EXERCISE DESCRIPTION >> In the article on Alex Jones below, how would you condense the paragraph beginning "This may have all started" into a short bulleted list that keeps its main facts?

Interest in Alex Jones skyrockets after book burning charade
In case you've been under a rock, you're probably aware of the coordinated censorship targeting radio show host Alex Jones. Jones has a massive audience, and often takes positions that break far from the mainstream. He's well known for going on some pretty comical rants, and while lots of people have strong opinions about him in both directions, the move to systematically censor his talk show marks a new low point in American politics.
This may have all started with a senator who issued a threatening letter to the likes of Facebook, Google, Apple and other tech giants. A government official, who has sworn an oath to defend and protect the constitution, demanded action against speech he disagrees with by threat of regulatory force just one week before the unprecedented takedown.
More platforms like Spotify, and even others Jones doesn't use including Pinterest and even YouPorn have announced they will also join in the modern day book burning.
Does Jones have a point here? In principle, companies have a right to de-platform individuals for any reason. That said, many free speech proponents, including myself, find this coordinated effort carried out by by mega-corporations and encouraged by government officials to be a terrifying precedent that should not be taken lightly.
Reading the comments on even the most hawkish news outlets on the subject makes one thing crystal clear: the American people are overwhelmingly not on board with this, and for very good reason.

DATASET EXTRACT >>
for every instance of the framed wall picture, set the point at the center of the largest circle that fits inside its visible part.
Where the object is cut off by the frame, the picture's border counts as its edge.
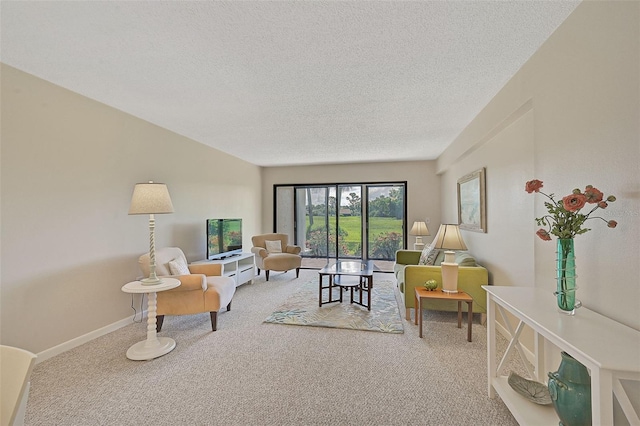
(471, 202)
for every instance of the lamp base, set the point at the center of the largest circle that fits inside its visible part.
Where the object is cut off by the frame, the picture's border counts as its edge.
(449, 277)
(151, 281)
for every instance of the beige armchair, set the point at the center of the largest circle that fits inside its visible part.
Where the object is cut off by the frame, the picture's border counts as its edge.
(273, 253)
(202, 287)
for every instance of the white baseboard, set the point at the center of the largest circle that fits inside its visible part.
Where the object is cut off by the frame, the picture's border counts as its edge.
(73, 343)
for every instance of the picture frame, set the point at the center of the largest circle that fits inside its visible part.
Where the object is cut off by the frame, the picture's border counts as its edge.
(472, 213)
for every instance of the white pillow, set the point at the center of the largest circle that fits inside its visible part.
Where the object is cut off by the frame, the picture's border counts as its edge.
(179, 267)
(273, 246)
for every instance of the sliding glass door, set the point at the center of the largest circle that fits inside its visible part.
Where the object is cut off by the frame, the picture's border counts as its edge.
(343, 221)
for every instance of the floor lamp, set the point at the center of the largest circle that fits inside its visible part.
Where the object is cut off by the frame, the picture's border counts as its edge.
(151, 198)
(448, 238)
(419, 229)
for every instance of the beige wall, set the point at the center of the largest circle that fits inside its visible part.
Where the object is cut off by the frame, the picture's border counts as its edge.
(423, 186)
(69, 165)
(570, 117)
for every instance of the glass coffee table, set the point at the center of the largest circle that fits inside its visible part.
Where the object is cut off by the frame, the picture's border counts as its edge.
(351, 274)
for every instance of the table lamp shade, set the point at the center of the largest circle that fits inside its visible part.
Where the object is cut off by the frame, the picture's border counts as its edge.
(420, 229)
(150, 198)
(449, 238)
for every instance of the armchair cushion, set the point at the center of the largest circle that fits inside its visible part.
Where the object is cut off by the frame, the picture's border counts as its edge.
(202, 287)
(286, 258)
(179, 266)
(273, 246)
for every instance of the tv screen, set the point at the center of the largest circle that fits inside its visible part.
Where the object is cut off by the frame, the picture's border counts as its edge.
(224, 238)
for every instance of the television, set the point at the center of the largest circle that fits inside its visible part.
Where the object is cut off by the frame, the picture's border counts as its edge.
(224, 238)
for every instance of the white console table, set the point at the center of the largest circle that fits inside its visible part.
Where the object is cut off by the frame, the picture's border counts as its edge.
(240, 267)
(610, 350)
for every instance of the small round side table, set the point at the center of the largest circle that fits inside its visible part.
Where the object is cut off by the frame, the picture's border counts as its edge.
(154, 346)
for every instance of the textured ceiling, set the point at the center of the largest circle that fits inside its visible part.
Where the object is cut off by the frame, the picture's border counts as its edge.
(284, 83)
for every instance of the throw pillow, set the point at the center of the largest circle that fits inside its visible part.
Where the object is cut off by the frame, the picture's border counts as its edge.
(179, 267)
(425, 255)
(433, 255)
(273, 246)
(465, 259)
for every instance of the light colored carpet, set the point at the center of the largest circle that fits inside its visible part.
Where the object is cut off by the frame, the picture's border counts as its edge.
(301, 308)
(253, 373)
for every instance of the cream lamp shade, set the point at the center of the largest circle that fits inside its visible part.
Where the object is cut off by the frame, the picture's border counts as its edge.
(449, 238)
(151, 198)
(419, 229)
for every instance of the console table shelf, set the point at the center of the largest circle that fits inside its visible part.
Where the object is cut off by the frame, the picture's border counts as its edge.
(610, 350)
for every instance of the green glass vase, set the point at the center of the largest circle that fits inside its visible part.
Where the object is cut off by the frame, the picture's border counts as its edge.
(566, 277)
(570, 391)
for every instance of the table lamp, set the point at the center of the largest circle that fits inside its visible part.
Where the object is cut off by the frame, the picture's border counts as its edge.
(449, 238)
(419, 229)
(151, 198)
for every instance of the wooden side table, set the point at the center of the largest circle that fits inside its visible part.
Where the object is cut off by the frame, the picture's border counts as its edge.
(154, 346)
(422, 293)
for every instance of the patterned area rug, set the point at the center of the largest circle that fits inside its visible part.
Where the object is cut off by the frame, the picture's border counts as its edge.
(302, 308)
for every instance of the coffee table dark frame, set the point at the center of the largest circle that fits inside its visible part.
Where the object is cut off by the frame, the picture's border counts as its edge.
(364, 283)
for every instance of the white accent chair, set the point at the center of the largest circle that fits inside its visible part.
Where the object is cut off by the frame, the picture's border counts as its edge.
(16, 366)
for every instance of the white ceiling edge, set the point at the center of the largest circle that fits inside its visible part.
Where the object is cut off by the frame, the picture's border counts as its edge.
(286, 83)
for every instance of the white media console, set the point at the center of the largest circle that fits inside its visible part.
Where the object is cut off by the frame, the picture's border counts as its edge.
(241, 267)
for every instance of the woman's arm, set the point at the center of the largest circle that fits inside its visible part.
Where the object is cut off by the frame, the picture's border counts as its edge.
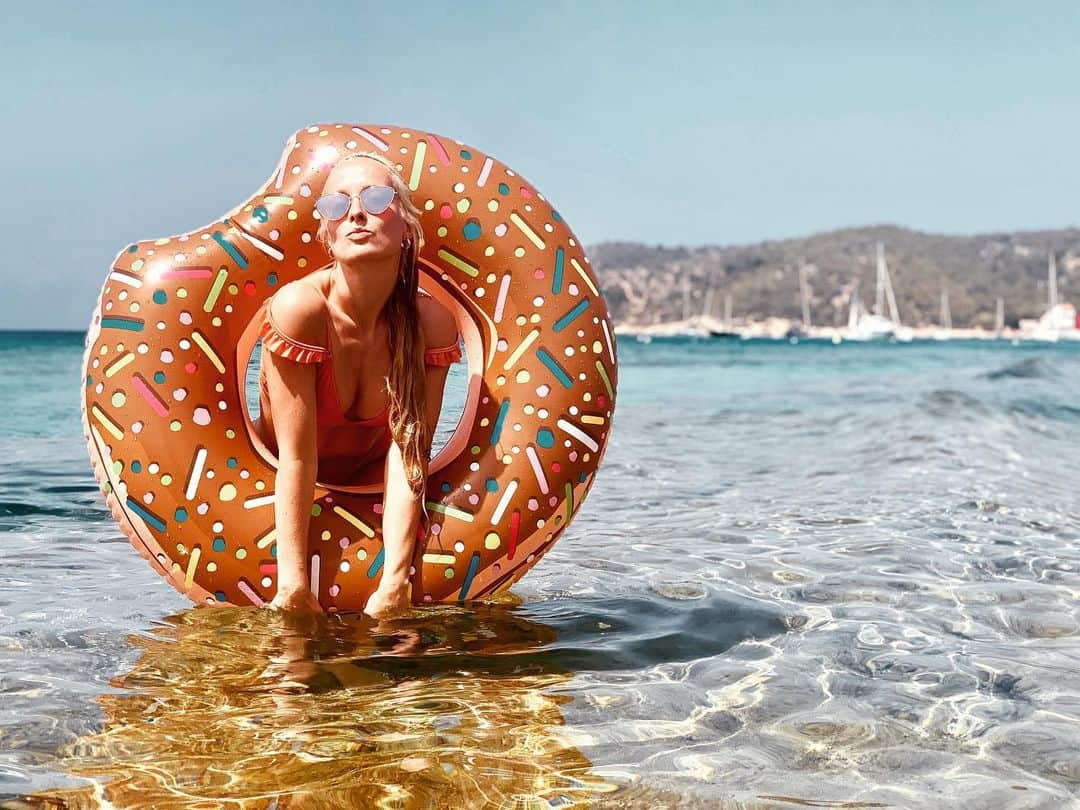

PROBLEM SOLUTION >>
- The censorship may have started with a senator's threatening letter to Facebook, Google, Apple and other tech giants.
- Despite his oath to defend the Constitution, he demanded action against speech he disagrees with, backed by the threat of regulatory force.
- The letter came one week before the takedown.